**Tugas Anda:**
Berikan kembali tanpa perubahan bagian bacaan tentang dominasi Jawa atas Bali dari "Hal ini aneh, sebab" sampai "hiduisme ke Bali.".

Sri Astasura, Mayadanawa yang Hilang


Oleh : I Ketut Sandika
Jawa selamanya akan berkuasa atas Bali. Sebab dari masa Udayana, budaya Jawa telah memberikan pengaruh, bahkan dominasi yang kuat terhadap Bali. Udayana terah Bali pun tak kuasa melawan dominasi Gunapriya Dharmapatni yang secara genealogis memiliki trah Jawa. Hal itu bisa dilihat dari Gelar raja Udayana, yakni Dharmodayana Warmadewa yang jelas-jelas menunjukan dominasi "sakti" yang kuat.
Dominasi kultural pun terjadi dengan didatangkannya Mpu Kuturan ke Bali dengan dalih penyatuan sekte. Konon beberapa sekte besar di Bali mengalami pergesekan. Akhirnya, Mpu Kuturan berhasil melakukan sebuah misi besar menyatukan sekte-sekte besar, kecuali Bhairawa Tantra. Meskipun belakangan sekte ini diterima sebagai sebuah penghayatan dan dileburkan ke dalam siddhanta siwa.
Hal ini aneh, sebab kepercayaan terbesar Bali Aga adalah Bherawa Tantra. Ada apa ini sebenarnya? Apakah misi Mpu Kuturan murni sebuah pembetulan tatanan keberagamaan atau sebaliknya menenggelamkan tradisi ketantraan, khususnya Tantra Kiri (bherawa) dalam penghayatannya dengan menekankan pada pemujaan trinitas (tri murti). Entahlah. Jika iya, maka prabu Dharmodayana telah ditaklukan Jawa. Dan, Mpu Kuturanlah yang membawa paham neo hiduisme ke Bali.

[Entri data tersimpan]
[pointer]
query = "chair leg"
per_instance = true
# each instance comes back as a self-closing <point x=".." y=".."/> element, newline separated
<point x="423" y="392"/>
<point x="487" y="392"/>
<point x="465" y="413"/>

**Jawaban Benar:**
Hal ini aneh, sebab kepercayaan terbesar Bali Aga adalah Bherawa Tantra. Ada apa ini sebenarnya? Apakah misi Mpu Kuturan murni sebuah pembetulan tatanan keberagamaan atau sebaliknya menenggelamkan tradisi ketantraan, khususnya Tantra Kiri (bherawa) dalam penghayatannya dengan menekankan pada pemujaan trinitas (tri murti). Entahlah. Jika iya, maka prabu Dharmodayana telah ditaklukan Jawa. Dan, Mpu Kuturanlah yang membawa paham neo hiduisme ke Bali.